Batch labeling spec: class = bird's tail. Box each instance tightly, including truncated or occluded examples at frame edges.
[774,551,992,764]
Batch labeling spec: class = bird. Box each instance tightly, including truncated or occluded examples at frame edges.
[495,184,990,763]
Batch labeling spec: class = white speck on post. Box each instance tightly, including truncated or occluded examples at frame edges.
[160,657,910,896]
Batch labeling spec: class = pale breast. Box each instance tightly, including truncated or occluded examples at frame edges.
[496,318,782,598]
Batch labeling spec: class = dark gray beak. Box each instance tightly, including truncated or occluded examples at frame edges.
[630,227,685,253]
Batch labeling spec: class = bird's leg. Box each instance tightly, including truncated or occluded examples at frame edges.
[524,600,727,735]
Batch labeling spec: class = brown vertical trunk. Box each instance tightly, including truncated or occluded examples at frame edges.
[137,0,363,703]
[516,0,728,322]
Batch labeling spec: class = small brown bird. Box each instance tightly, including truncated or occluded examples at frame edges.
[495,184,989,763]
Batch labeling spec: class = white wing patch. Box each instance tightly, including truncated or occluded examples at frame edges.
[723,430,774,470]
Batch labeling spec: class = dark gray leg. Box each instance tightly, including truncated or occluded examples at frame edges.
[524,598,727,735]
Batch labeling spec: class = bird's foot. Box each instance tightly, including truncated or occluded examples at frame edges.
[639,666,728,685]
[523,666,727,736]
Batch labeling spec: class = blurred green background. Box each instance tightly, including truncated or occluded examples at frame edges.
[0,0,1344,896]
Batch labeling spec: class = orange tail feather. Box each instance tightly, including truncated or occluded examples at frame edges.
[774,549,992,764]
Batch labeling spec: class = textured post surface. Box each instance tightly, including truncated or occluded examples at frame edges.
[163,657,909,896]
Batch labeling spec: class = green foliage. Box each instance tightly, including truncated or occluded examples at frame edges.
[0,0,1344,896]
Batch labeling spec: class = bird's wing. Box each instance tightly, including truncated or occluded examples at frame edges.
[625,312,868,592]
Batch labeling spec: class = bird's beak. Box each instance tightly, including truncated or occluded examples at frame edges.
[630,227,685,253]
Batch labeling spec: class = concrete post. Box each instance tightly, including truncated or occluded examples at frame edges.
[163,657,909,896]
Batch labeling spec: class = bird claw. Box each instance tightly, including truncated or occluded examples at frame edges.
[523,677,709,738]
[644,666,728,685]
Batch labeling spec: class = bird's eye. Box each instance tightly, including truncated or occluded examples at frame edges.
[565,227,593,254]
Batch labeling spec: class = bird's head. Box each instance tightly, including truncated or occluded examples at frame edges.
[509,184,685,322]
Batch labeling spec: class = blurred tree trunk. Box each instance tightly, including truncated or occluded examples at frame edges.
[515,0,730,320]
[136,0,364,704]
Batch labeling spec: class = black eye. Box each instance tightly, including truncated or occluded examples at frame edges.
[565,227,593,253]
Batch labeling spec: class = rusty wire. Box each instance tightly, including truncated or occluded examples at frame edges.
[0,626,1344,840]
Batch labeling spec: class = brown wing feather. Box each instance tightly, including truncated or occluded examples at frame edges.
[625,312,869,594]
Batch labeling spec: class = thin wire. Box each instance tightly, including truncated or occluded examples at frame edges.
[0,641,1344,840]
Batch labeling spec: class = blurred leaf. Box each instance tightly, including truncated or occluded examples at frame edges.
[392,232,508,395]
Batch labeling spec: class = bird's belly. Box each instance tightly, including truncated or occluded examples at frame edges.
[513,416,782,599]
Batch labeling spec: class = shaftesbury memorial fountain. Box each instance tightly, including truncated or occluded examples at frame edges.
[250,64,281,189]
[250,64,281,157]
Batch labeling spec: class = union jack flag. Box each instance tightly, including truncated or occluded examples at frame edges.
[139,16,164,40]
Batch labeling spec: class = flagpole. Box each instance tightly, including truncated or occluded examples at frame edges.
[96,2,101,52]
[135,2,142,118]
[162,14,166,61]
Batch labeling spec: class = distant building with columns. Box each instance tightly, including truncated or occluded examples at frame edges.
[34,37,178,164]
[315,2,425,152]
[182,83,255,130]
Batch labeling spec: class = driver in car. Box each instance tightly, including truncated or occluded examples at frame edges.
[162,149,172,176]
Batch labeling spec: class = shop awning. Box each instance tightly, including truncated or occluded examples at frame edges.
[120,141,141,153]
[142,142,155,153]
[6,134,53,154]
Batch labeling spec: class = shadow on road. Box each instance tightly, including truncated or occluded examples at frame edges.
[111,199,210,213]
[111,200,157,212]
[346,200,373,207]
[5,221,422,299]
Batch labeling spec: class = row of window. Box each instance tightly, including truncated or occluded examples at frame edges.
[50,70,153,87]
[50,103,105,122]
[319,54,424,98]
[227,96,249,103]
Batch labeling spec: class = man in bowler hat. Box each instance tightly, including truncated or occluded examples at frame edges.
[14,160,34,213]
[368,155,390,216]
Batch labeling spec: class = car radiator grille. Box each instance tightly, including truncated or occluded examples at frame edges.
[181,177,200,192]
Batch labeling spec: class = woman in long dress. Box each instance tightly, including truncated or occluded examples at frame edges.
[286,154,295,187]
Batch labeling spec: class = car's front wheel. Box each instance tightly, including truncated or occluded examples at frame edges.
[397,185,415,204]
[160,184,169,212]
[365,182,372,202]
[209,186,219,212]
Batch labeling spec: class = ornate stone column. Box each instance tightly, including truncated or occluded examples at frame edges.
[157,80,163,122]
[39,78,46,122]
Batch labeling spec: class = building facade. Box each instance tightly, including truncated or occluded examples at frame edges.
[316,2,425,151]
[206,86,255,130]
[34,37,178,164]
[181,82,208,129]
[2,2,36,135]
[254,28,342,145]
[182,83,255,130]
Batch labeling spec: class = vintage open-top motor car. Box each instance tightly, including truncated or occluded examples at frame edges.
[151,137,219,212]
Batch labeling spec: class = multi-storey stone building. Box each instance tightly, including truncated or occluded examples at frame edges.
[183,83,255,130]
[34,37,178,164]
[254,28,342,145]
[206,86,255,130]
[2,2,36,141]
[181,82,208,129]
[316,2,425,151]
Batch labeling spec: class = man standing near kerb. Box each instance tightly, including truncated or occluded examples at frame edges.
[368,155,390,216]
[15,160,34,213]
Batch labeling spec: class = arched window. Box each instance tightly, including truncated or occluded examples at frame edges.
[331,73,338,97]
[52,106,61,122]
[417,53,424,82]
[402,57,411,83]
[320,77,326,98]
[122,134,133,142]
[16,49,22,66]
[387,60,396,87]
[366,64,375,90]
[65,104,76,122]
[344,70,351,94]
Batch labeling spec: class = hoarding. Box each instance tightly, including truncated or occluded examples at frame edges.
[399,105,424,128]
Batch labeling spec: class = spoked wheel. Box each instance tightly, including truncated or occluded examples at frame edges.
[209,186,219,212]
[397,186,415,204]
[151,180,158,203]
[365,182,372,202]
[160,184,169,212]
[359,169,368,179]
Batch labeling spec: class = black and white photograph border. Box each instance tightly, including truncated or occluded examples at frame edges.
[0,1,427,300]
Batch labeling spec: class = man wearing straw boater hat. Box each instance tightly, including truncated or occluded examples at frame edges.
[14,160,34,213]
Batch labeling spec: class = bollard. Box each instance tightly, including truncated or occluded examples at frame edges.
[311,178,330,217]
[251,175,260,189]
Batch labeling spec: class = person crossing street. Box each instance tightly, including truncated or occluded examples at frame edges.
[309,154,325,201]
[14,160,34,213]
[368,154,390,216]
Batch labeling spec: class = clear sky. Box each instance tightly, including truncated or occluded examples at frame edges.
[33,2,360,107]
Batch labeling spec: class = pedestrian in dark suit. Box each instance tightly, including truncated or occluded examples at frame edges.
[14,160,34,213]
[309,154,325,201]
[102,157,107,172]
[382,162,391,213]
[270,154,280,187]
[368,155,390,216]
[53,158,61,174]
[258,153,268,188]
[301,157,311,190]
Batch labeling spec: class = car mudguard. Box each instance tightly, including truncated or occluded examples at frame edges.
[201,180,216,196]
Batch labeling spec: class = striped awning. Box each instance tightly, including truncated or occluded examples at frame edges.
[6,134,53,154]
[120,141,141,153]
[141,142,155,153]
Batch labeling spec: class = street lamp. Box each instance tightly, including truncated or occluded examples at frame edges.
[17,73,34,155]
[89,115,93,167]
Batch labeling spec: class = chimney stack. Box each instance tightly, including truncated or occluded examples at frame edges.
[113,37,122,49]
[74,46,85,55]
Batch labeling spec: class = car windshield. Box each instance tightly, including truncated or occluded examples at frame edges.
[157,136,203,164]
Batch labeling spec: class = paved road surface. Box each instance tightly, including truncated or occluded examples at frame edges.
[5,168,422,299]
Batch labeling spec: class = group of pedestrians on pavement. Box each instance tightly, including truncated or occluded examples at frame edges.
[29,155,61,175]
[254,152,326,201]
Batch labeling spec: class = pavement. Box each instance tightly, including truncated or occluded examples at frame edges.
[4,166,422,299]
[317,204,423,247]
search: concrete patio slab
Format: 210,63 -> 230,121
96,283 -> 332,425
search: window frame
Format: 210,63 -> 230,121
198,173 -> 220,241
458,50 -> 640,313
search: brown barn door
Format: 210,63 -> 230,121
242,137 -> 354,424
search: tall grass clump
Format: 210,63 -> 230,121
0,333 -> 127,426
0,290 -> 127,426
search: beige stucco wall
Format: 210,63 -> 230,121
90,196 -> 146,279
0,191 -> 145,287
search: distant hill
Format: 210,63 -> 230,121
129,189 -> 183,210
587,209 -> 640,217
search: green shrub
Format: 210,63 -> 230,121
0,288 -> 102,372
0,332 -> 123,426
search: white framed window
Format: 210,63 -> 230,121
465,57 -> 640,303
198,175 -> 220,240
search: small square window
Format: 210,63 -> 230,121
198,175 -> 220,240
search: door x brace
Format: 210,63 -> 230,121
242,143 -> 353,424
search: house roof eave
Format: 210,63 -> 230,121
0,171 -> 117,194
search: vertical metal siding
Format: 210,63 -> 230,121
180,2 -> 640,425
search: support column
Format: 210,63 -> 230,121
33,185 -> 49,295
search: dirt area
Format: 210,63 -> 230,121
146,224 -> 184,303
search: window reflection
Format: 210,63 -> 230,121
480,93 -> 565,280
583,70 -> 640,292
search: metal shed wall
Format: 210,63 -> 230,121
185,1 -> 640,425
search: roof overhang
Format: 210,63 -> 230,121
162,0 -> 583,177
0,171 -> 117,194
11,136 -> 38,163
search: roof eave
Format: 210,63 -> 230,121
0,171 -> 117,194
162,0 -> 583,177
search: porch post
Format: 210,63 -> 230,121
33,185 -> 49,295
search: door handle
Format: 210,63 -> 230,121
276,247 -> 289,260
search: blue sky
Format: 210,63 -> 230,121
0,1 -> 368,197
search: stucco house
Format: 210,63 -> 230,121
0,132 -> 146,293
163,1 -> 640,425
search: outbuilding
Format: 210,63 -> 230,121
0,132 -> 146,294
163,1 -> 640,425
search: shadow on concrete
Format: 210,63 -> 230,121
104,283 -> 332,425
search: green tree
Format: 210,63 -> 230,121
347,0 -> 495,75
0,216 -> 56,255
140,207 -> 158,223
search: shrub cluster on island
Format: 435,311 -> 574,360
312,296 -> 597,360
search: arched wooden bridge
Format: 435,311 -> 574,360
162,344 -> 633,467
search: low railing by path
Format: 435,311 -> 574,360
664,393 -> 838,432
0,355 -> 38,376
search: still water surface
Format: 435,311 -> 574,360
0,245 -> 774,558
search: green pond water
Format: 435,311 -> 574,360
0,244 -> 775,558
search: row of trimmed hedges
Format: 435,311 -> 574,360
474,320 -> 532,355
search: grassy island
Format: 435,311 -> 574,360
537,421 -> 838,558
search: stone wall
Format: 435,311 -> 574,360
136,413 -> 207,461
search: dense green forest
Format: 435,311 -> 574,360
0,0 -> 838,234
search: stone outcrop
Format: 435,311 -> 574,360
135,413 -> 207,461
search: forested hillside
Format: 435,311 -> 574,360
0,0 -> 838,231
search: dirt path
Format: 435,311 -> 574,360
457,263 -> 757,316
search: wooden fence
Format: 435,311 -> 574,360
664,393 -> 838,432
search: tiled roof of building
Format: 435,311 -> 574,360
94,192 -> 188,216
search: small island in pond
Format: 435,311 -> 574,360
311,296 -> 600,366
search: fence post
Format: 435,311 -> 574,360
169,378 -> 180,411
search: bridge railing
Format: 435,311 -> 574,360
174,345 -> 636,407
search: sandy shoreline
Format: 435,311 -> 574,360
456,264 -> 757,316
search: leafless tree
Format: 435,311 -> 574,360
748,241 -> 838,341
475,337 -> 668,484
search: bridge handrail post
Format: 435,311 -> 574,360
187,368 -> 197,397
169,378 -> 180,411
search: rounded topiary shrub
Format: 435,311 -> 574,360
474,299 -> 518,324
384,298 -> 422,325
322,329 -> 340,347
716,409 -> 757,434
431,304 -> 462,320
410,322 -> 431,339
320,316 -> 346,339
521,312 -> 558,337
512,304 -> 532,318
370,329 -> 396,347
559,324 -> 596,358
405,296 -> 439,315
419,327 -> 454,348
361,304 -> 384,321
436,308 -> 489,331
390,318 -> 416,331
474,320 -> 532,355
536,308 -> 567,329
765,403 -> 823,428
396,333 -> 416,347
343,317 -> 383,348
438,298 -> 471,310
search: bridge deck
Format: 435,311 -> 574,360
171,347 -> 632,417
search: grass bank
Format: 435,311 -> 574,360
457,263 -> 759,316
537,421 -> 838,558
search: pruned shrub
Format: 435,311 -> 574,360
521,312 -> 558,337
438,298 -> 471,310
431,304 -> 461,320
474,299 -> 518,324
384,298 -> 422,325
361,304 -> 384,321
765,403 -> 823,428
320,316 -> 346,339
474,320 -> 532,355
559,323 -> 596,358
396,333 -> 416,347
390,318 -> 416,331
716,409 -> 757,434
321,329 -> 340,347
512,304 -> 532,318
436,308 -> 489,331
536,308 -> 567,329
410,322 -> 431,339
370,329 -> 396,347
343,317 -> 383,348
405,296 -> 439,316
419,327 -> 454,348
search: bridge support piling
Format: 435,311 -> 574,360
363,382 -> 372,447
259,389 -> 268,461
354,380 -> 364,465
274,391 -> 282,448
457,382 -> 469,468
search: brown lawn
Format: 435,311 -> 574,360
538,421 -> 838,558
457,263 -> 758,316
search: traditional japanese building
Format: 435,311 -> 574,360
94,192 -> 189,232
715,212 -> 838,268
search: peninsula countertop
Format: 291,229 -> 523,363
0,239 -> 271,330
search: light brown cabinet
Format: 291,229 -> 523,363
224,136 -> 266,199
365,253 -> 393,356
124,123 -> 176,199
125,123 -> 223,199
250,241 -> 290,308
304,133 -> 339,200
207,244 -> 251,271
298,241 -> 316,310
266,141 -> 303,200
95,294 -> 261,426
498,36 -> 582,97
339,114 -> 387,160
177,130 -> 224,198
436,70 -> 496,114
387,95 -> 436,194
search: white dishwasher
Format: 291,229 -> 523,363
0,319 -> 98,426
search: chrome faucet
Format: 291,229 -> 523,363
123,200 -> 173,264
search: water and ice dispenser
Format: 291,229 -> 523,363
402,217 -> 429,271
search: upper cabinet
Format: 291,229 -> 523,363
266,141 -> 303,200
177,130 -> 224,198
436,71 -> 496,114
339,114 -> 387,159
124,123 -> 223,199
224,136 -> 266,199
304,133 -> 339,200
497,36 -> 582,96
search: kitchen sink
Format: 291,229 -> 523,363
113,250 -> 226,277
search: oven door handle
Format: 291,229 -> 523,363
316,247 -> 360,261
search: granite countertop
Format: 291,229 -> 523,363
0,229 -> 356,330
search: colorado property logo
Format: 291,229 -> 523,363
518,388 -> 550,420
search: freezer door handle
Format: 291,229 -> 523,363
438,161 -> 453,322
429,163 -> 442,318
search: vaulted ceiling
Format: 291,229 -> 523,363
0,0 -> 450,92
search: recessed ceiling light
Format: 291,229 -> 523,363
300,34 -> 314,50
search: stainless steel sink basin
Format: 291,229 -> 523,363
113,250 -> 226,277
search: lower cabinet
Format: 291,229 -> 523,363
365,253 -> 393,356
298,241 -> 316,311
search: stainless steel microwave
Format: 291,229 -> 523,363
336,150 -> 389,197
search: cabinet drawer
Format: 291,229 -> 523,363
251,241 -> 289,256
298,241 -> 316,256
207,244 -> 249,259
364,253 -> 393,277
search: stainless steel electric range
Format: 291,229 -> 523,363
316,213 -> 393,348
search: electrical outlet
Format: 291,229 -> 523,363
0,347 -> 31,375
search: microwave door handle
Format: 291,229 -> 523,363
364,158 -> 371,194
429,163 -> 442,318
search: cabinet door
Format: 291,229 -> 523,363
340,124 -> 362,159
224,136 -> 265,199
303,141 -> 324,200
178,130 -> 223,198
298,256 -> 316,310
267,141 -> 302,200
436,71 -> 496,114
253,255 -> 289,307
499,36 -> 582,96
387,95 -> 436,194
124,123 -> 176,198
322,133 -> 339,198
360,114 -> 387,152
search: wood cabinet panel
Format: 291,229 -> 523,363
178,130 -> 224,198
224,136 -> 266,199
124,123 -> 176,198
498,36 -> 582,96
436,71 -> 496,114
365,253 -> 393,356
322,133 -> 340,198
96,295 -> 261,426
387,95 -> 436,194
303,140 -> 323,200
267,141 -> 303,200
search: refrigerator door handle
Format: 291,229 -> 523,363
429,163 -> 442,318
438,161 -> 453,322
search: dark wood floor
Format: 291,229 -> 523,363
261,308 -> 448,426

Problem details – Please pull out every line in the records that contains the string "road", with case counting.

In response –
Batch labeling spec: class = shadow on road. Box each instance tightly, including truncated or occluded examples at frame edges.
Batch labeling spec: class = paved road surface. Box each instance tightly, including truncated or occluded examples at frame edges.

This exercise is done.